● **Exercise material**
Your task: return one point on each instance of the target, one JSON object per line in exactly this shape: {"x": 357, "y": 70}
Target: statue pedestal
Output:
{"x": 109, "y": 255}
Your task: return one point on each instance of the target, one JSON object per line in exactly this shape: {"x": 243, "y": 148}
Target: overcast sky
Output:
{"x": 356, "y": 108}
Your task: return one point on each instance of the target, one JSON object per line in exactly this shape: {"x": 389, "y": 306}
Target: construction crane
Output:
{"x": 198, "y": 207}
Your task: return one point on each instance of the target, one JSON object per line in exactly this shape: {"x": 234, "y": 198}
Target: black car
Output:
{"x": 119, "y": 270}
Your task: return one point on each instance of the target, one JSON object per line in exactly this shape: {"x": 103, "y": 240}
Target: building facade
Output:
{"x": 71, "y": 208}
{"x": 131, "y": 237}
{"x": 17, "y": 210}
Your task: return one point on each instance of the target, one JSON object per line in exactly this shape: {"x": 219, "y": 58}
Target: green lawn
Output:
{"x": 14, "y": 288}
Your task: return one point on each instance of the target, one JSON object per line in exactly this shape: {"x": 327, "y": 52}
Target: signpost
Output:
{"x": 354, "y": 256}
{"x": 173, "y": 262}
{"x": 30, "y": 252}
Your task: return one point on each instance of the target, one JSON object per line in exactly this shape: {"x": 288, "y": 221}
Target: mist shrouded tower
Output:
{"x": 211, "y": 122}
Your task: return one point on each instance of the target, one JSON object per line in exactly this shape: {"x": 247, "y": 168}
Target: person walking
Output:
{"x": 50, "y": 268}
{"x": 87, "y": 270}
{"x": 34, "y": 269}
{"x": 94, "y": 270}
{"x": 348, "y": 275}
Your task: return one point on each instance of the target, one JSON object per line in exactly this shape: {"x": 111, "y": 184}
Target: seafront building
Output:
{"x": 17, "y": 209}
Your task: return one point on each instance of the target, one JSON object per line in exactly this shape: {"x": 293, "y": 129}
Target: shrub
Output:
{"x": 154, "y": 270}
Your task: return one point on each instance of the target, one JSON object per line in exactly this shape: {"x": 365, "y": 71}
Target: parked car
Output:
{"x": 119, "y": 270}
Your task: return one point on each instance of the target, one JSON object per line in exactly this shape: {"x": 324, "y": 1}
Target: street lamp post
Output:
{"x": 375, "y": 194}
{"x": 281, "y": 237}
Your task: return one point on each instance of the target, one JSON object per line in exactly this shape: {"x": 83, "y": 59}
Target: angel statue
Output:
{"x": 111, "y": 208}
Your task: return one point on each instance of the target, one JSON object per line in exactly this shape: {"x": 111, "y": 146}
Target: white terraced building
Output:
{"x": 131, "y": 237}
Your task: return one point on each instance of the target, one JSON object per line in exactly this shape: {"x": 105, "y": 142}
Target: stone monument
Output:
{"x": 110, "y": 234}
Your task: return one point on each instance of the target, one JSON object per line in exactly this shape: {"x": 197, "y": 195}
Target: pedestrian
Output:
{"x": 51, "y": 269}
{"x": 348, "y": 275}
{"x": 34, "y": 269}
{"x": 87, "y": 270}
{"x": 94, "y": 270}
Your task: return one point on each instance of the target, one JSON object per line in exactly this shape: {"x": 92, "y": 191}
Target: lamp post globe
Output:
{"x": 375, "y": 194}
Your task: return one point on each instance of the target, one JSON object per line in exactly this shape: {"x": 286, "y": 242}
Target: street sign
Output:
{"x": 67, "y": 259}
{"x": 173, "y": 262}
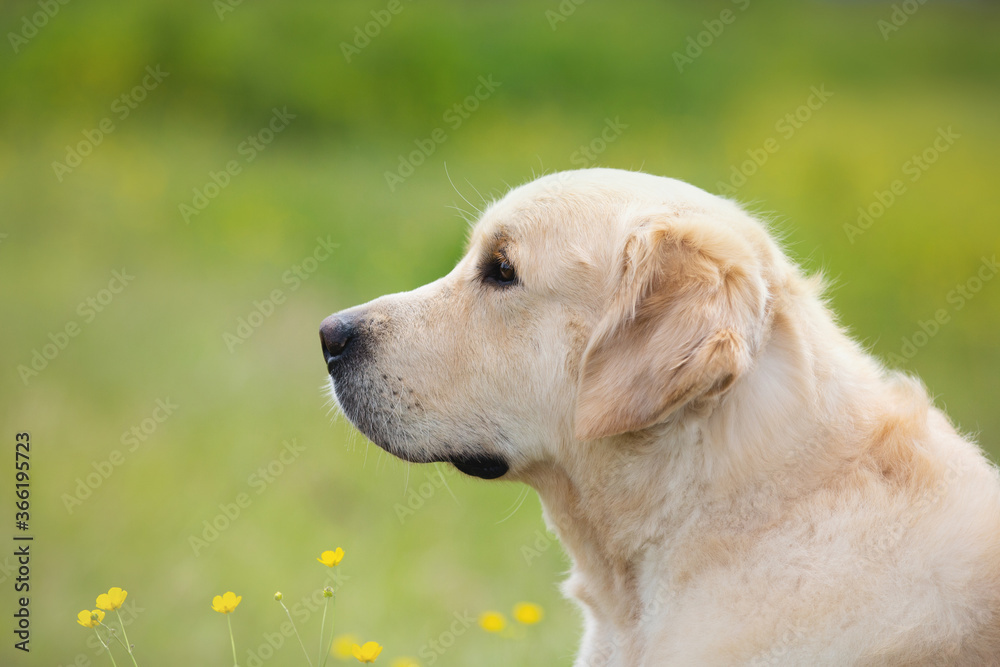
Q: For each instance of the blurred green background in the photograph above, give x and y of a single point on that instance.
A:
(564, 72)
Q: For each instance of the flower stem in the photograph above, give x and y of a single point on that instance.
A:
(106, 647)
(125, 634)
(296, 632)
(322, 627)
(236, 663)
(330, 647)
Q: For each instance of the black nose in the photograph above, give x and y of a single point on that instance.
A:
(335, 334)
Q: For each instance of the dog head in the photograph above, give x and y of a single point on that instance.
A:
(589, 304)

● **Exercise directions**
Lay out all the lines above as a Markdown table with the columns "Row" and "Line text," numbering each line and skipping any blank ones. Leave the pictures out of your answer.

● **Output below**
| Row | Line text |
|---|---|
| 1 | Your task: return one point on each instance of the target, one JSON object per line in exactly this shape: {"x": 357, "y": 70} |
| 2 | Target: statue pedestal |
| 3 | Output: |
| 4 | {"x": 109, "y": 255} |
| 5 | Your task: return one point on each instance of the target, one JSON object per line in exactly this shape: {"x": 243, "y": 148} |
| 6 | Target: overcast sky |
| 7 | Output: |
| 8 | {"x": 356, "y": 108} |
| 9 | Your task: return one point on each instance of the target, one JSON object per line in exactly this shape: {"x": 389, "y": 306} |
| 10 | Target: construction crane |
| 11 | Output: |
| 12 | {"x": 198, "y": 207} |
| 13 | Your task: return one point on each instance of the target, one JSON object per line in exactly this shape: {"x": 234, "y": 198} |
| 14 | Target: black car |
| 15 | Output: |
| 16 | {"x": 119, "y": 270} |
| 17 | Your task: return one point on each instance of the target, one JSON object per line in exactly this shape: {"x": 103, "y": 240} |
| 18 | Target: building facade |
| 19 | Output: |
| 20 | {"x": 71, "y": 208} |
| 21 | {"x": 131, "y": 237} |
| 22 | {"x": 17, "y": 210} |
| 23 | Your task: return one point on each instance of the target, one JSON object per line in exactly this shape: {"x": 219, "y": 58} |
| 24 | Target: green lawn |
| 25 | Output: |
| 26 | {"x": 14, "y": 288} |
| 27 | Your task: return one point on each instance of the target, one JSON object per line in exactly this shape: {"x": 327, "y": 52} |
| 28 | Target: signpost |
| 29 | Output: |
| 30 | {"x": 354, "y": 256} |
| 31 | {"x": 173, "y": 262} |
| 32 | {"x": 30, "y": 252} |
| 33 | Your task: return one point on each instance of the target, one JSON object per line in exactly this shape: {"x": 288, "y": 221} |
| 34 | Target: mist shrouded tower |
| 35 | Output: |
| 36 | {"x": 211, "y": 122} |
| 37 | Your task: return one point on each instance of the target, one JSON object per line in exactly this shape: {"x": 247, "y": 168} |
| 38 | Target: person walking |
| 39 | Output: |
| 40 | {"x": 50, "y": 268} |
| 41 | {"x": 87, "y": 270} |
| 42 | {"x": 34, "y": 269} |
| 43 | {"x": 94, "y": 270} |
| 44 | {"x": 348, "y": 275} |
| 45 | Your task: return one point on each instance of the target, one JSON object per line in exactly this shape: {"x": 111, "y": 184} |
| 46 | Target: seafront building |
| 47 | Output: |
| 48 | {"x": 17, "y": 209} |
| 49 | Your task: return one point on each instance of the target, one JSON object per line in exactly this shape: {"x": 293, "y": 129} |
| 50 | Target: shrub |
| 51 | Output: |
| 52 | {"x": 154, "y": 270} |
| 53 | Your task: return one point on each instance of the target, one JSON object per line in exactly this shape: {"x": 365, "y": 71} |
| 54 | Target: parked car |
| 55 | Output: |
| 56 | {"x": 119, "y": 270} |
| 57 | Your task: return one point on each instance of the target, one JSON object per line in exactly this shape: {"x": 324, "y": 1} |
| 58 | Target: street lamp post |
| 59 | Output: |
| 60 | {"x": 375, "y": 194} |
| 61 | {"x": 281, "y": 237} |
| 62 | Your task: return one point on each instance of the target, one JSON object per line in exactly this shape: {"x": 83, "y": 59} |
| 63 | Target: angel statue |
| 64 | Output: |
| 65 | {"x": 111, "y": 208} |
| 66 | Your task: return one point on each instance of the target, one JSON object per line in exactly this shape: {"x": 111, "y": 146} |
| 67 | Target: white terraced building |
| 68 | Output: |
| 69 | {"x": 131, "y": 237} |
| 70 | Your task: return one point on each instance of the target, one JSON object per line in exactly this shape: {"x": 105, "y": 142} |
| 71 | Target: stone monument |
| 72 | Output: |
| 73 | {"x": 110, "y": 234} |
| 74 | Your task: return one point on each instance of the target, one JSON object per line in exactly this shape: {"x": 197, "y": 195} |
| 75 | Target: pedestrian |
| 76 | Output: |
| 77 | {"x": 51, "y": 269} |
| 78 | {"x": 348, "y": 275} |
| 79 | {"x": 34, "y": 269} |
| 80 | {"x": 87, "y": 270} |
| 81 | {"x": 94, "y": 270} |
| 82 | Your task: return one point on each instance of the target, one JSON object per line in exactly this shape: {"x": 92, "y": 191} |
| 83 | Target: lamp post globe |
| 84 | Output: |
| 85 | {"x": 375, "y": 194} |
| 86 | Your task: return one point on each instance of the target, one JSON object per line in exactly this shape: {"x": 286, "y": 242} |
| 87 | Target: street sign |
| 88 | Output: |
| 89 | {"x": 67, "y": 259} |
| 90 | {"x": 173, "y": 262} |
| 91 | Q: For each instance of the blurred green background in the photograph above, give x and y of a single point on that instance. |
| 92 | A: |
| 93 | (564, 72) |
| 94 | Q: For each instance of the flower stem in the photograph above, give x and y of a single point on that instance. |
| 95 | A: |
| 96 | (106, 647) |
| 97 | (125, 634) |
| 98 | (296, 632) |
| 99 | (322, 627) |
| 100 | (236, 663) |
| 101 | (330, 647) |
| 102 | Q: For each instance of the black nose in the photograph above, give x and y of a single point on that instance. |
| 103 | A: |
| 104 | (335, 334) |
| 105 | Q: For each instance of the dog head in the photograph above, give x and y of a single point on that instance. |
| 106 | A: |
| 107 | (589, 304) |